Study text |
---------------
We all want to fit in, don’t we?

Christine Stegling taking to the Power Stage at Women Deliver.

We’ve all done things to fit in. About 25 years ago, I married my husband, Victor. He is from Botswana and we lived in Gaborone, where I worked on HIV and Human Rights.

I sat on Botswana’s National AIDS Council when it was chaired by President, Festus Mogae. I was obliged to wear a smart dress at every meeting – and the President would often refer to me as “our ngwetsi” meaning our daughter-in-law.

I found this informality kind and even a little charming until I told my husband. Victor pointed out that it was not only a term of affection but a subtle way of keeping me in my place, ensuring I remained within the boundaries laid down by Botswana’s patriarchal culture. This young woman could tell it like it was – but only up to a point.

I did not object. I needed to fit in so that knew that I had the opportunity to influence Botswana’s response to HIV.

We’ve all been there haven’t we? Maybe in less unusual but more painful circumstances –but we have all been there. It’s natural. Very few people actively seek to stand out.

But what are we fitting in to? We are fitting in to patriarchal societies that limit us, dehumanise us and even kill us.

We are fitting in to a society where 25 white, mostly old, male legislators in Alabama can tell women in the state that they have no control over their bodies when it comes to pregnancy.

We are fitting in to societies where men believe “A woman is like an olive, the more you beat her the sweeter she is.” – a Lebanese saying that we found during our research on the links between violence against women and HIV in the Middle East – a region where girls and young women are twice as likely to acquire HIV compared to boys and young men of the same age.

I am not using the term patriarchy naively. I know that there is ample theory and intellectual struggle behind the concept. A five minute talk will not do justice to that.
---------------
Image point grounding rows |
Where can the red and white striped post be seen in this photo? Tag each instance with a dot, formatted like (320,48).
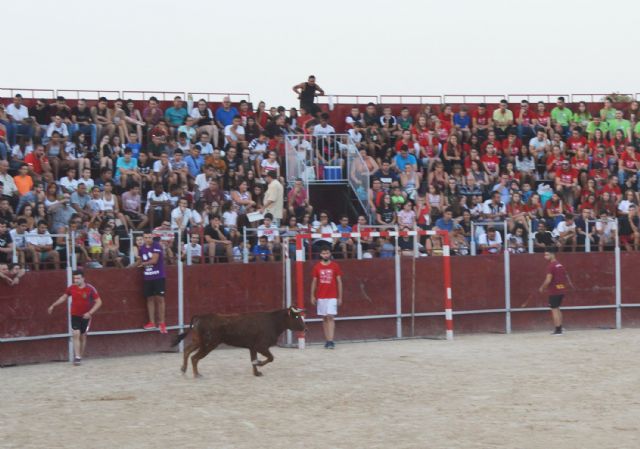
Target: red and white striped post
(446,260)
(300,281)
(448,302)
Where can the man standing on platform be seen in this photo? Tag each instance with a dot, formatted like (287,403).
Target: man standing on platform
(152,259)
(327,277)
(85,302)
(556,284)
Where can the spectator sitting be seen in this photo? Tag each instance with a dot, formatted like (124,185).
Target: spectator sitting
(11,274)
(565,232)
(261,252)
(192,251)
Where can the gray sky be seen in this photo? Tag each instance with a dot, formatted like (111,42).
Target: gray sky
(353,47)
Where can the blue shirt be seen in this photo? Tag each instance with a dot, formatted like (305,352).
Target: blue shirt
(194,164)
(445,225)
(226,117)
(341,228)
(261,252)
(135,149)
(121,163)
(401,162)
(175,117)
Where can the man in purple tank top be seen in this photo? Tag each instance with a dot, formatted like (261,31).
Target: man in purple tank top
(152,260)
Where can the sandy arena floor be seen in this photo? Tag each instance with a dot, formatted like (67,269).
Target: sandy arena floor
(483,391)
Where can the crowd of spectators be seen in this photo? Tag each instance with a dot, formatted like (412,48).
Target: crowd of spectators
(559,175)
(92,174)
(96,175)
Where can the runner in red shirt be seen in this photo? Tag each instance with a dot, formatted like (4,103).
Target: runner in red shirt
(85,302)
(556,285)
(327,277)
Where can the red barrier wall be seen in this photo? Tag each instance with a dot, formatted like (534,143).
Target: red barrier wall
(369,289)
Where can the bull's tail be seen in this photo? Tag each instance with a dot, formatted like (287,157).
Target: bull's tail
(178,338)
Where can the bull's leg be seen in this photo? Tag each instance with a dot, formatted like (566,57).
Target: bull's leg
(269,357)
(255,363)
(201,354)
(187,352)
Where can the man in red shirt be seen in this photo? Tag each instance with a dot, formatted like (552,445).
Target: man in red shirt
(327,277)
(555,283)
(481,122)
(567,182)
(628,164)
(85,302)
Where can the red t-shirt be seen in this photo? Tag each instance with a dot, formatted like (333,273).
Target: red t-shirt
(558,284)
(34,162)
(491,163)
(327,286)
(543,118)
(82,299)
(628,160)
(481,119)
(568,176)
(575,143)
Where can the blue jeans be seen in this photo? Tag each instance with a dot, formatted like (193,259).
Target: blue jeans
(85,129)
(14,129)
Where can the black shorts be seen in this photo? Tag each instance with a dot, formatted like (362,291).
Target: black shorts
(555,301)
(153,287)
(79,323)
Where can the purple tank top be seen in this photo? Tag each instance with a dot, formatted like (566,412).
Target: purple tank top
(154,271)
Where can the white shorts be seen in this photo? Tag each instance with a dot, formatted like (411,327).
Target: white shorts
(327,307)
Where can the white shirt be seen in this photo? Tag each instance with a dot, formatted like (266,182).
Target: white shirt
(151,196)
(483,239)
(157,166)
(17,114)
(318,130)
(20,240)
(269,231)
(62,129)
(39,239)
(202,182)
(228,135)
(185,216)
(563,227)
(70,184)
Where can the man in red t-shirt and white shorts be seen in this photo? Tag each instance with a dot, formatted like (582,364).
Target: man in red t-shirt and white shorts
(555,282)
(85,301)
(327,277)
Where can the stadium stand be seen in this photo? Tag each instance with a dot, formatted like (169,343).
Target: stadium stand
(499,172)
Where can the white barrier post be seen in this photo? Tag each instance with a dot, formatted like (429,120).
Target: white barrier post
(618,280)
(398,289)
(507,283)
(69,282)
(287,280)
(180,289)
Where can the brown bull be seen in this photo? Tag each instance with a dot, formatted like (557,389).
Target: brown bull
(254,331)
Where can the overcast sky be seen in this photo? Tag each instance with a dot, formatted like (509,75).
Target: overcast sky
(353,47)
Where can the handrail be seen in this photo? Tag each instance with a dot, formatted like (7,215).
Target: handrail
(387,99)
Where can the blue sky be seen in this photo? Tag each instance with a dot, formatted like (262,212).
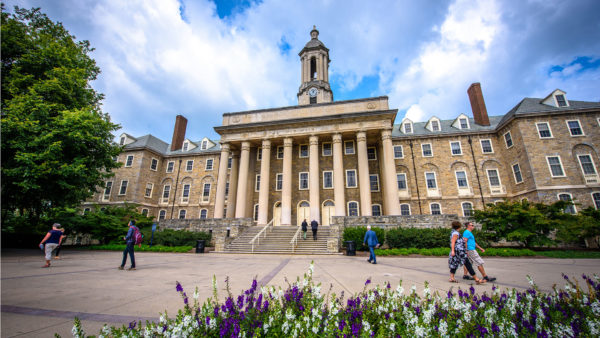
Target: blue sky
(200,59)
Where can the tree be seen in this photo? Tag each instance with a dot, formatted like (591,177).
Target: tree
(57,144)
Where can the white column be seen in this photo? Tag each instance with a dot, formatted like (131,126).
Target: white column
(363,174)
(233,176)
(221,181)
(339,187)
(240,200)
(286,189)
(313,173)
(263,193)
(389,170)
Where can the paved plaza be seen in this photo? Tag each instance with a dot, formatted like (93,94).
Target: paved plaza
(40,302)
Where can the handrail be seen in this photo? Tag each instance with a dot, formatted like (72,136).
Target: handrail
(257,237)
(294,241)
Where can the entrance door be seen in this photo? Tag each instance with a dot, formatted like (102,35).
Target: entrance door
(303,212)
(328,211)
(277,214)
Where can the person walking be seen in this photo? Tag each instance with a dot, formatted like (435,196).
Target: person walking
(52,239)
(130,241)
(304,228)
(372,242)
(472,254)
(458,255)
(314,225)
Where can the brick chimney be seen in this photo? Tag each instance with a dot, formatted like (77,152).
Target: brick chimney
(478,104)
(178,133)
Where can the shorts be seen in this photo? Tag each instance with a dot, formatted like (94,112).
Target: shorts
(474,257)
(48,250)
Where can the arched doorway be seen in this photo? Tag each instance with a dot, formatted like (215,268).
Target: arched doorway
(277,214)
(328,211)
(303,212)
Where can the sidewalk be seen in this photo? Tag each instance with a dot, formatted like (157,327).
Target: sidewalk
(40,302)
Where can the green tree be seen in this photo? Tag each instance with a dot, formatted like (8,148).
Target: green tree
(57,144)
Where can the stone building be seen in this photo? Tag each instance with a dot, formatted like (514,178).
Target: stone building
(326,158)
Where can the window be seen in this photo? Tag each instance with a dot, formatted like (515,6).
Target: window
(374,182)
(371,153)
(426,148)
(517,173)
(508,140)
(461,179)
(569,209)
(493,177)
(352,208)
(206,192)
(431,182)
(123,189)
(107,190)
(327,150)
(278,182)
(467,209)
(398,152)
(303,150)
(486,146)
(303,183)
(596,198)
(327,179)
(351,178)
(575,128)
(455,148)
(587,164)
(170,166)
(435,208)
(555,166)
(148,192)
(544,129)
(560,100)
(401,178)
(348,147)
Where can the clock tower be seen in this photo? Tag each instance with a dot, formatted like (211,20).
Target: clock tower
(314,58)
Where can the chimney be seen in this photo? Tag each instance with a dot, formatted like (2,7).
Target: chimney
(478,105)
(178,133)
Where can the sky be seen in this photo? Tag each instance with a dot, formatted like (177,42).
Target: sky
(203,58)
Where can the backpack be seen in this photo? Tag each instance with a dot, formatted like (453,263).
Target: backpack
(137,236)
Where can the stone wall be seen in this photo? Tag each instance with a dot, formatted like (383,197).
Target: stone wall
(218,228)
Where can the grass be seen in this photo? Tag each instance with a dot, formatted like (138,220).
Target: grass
---------------
Your tasks |
[A] Extract the passage of the talk on fitting in between "We are fitting in to societies" and "justice to that.", inclusive.
[B] In the talk on fitting in, who chaired Botswana's National AIDS Council when the speaker sat on it?
[C] Carry on the talk on fitting in from the point where it stops.
The rows have no role in this work.

Answers per task |
[A]
We are fitting in to societies where men believe “A woman is like an olive, the more you beat her the sweeter she is.” – a Lebanese saying that we found during our research on the links between violence against women and HIV in the Middle East – a region where girls and young women are twice as likely to acquire HIV compared to boys and young men of the same age.

I am not using the term patriarchy naively. I know that there is ample theory and intellectual struggle behind the concept. A five minute talk will not do justice to that.

[B] President Festus Mogae.

[C]
But patriarchy is real for every woman in this room. Some have suffered more than others. Some of us are able to fit in and can glide through, looking the right way and saying the right things. Yes, patriarchy is still there but it doesn’t harm us too much.

Fitting in, or more precisely, not shaking the fundamental societal structures that we operate in as women activists, results in not asking the big questions

Questions like: how will we end new HIV infections if in reality most of us live in social, economic and political conditions where patriarchy is not challenged.

The answer is that we will not end HIV until women are able to control their own lives, including our sexual health. This means I can negotiate who I want to have sex with and whether I want to use a condom or not; this means having a choice about whether and when to have children. It means I have access to safe abortion services and I don’t need permission from anyone to make that choice.

We are more than mothers, wives and daughters. Embrace us in all our complicated glory – as businesswomen, as sex workers, as politicians and as women who use drugs.

We dance around those issues because we don’t want to address patriarchy head on. Because it is difficult. It is political. It is uncomfortable.

And what about women who will never fit with what the patriarchal narrative defines as ok – or at least as tolerable?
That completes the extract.